■ **ENTRIES PROVIDED**
==============================

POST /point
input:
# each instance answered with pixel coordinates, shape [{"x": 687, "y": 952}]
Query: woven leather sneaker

==============================

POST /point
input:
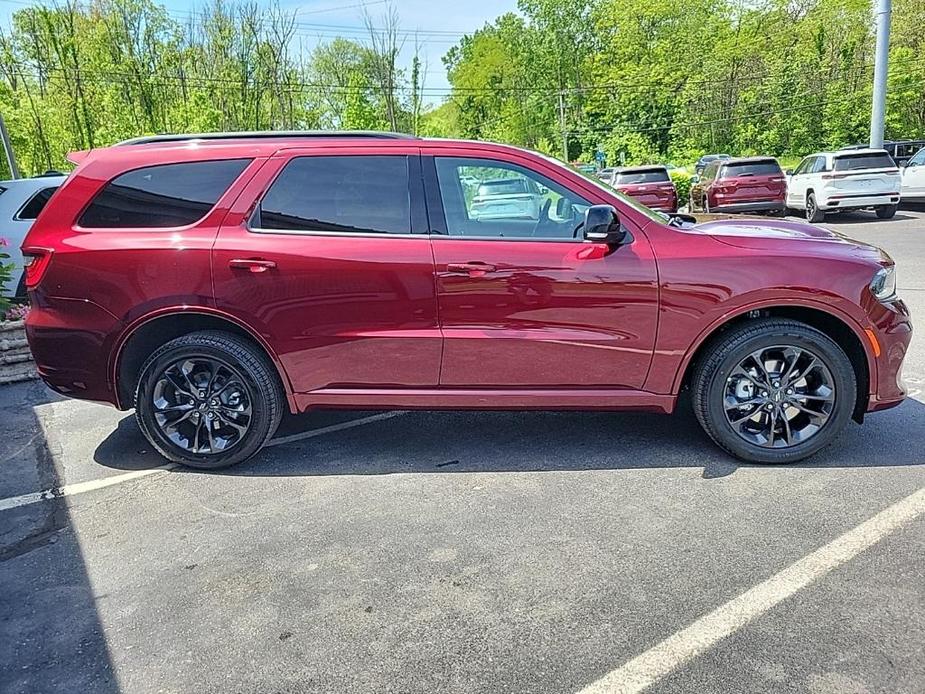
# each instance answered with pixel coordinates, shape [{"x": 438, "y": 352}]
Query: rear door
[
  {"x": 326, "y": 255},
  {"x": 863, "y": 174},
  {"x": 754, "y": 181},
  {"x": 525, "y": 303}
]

==============================

Collect every line in the material that contains the string "Query" and copy each of those lines in full.

■ **THE SOLUTION**
Query: woven leather sneaker
Query: rear door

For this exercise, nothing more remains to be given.